Fernanda Gomes: exposição como cor
Fernanda Gomes: exposição como cor
1. Introdução
Fernanda Gomes é carioca, nascida em 1960, vive e trabalha no Rio de Janeiro. Formou-se na Escola Superior de Desenho Industrial da UFRJ, em 1981. A partir da década de 1980 desenvolveu uma poética de manipulação de materiais frágeis, ordinários e elementos transitórios. Em 2019 Fernanda Gomes apresentou exposição sem título na Pinacoteca do Estado de São Paulo, quando ocupou toda uma ala do espaço cultural, correspondente a sete salas subsequentes, com arranjos e objetos também sem título.
A exposição, segundo o seu curador, José Augusto Ribeiro (2019), resulta de um período de 21 dias de montagem, na qual a artista organizou objetos em diálogo com o espaço de exposição. Em consequência desse processo os objetos instalados não são apenas exibidos, mas são exibidas também as relações entre eles e deles com a galeria. Este artigo propõe um dialeto colorista como chave de compreensão destas relações, cujo modo de enunciação se expande para além da variação tonal cromática, combinando também diferenças simbólicas.
2. O cubo branco como lugar da cor
O cubo branco é uma concepção de espaço próprio ao último modernismo, mas também norma das galerias contemporâneas (O’Doherty 2002: 4). É um espaço sem janelas, de paredes brancas, cujo teto transforma-se na fonte de luz. O piso é de madeira polida para que o visitante cause “estalidos austeros ao andar" ou então de carpete, para que não haja ruídos ao se caminhar (O’Doherty, 2002: 4). Ideologicamente é descrito como um lugar privilegiado da experiência estética, que impede a entrada do mundo exterior, ficando suspenso em relação ao espaço tempo da vida cotidiana (O’Doherty, 2002).
No cubo branco, a arte existe em um instante eterno de exposição, que solicita mente e olhos, mas não recebe bem o corpo (O’Doherty, 2002). Assim, o cubo branco supõe toda uma dinâmica de exposição cujo lugar privilegiado é a parede.
Dentre os muitos programas modernos, o cubo branco é especialmente adequado à demanda por autonomia do plano pictórico, sobretudo quando compreendido como uma porção de espaço ótico separado do seu entorno. O privilégio da parede denota o privilégio da pintura e o cubo branco ‘comprime’ o quadro como objeto, na direção da sua concepção de plano delimitado, corresponde a um limite da significação (Damisch, 1984). Este funcionamento do quadro sem dúvida ressoa a concepção de desenho de Leon Batista Alberti, que no seu tratado basilar, Da Pintura, determinou a circunscrição dos limites de uma superfície como uma das principais funções do desenho. Para este renascentista a circunscrição estabelecia a orla das coisas visíveis através do delineamento (Alberti, 2014: ), o qual fechava os limites das superfícies, separando o dentro do fora. Um mecanismo em ação não apenas na visão das coisas do mundo natural, mas também na delimitação do plano da pintura.

..........

_Enunciado 1_
Responda com base no texto sobre Fernanda Gomes:
(a) Em que ano Fernanda Gomes se formou na Escola Superior de Desenho Industrial da UFRJ?
(b) Quantos dias durou a montagem da exposição na Pinacoteca?
(c) No cubo branco, o que se transforma na fonte de luz?
_Enunciado 2_
Transcreva tudo desde "A exposição, segundo" até "também diferenças simbólicas." no texto sobre Fernanda Gomes, trocando "montagem" por "instalação".
_Enunciado 3_
As afirmações abaixo estão de acordo com o texto sobre Fernanda Gomes? Responda sim ou não e cite as palavras do texto que decidem.
(a) Fernanda Gomes nasceu em São Paulo.
(b) A exposição na Pinacoteca ocupou sete salas.
(c) O piso do cubo branco é sempre de madeira polida.

_Dados registrados_
..........

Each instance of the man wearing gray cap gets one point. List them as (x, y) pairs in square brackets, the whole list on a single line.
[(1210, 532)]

..........

_Resposta esperada 1_
(a) Em 1981.
(b) 21 dias.
(c) O teto.

_Resposta esperada 2_
A exposição, segundo o seu curador, José Augusto Ribeiro (2019), resulta de um período de 21 dias de instalação, na qual a artista organizou objetos em diálogo com o espaço de exposição. Em consequência desse processo os objetos instalados não são apenas exibidos, mas são exibidas também as relações entre eles e deles com a galeria. Este artigo propõe um dialeto colorista como chave de compreensão destas relações, cujo modo de enunciação se expande para além da variação tonal cromática, combinando também diferenças simbólicas.

_Resposta esperada 3_
(a) Não: "Fernanda Gomes é carioca, nascida em 1960".
(b) Sim: "correspondente a sete salas subsequentes".
(c) Não: "ou então de carpete, para que não haja ruídos ao se caminhar".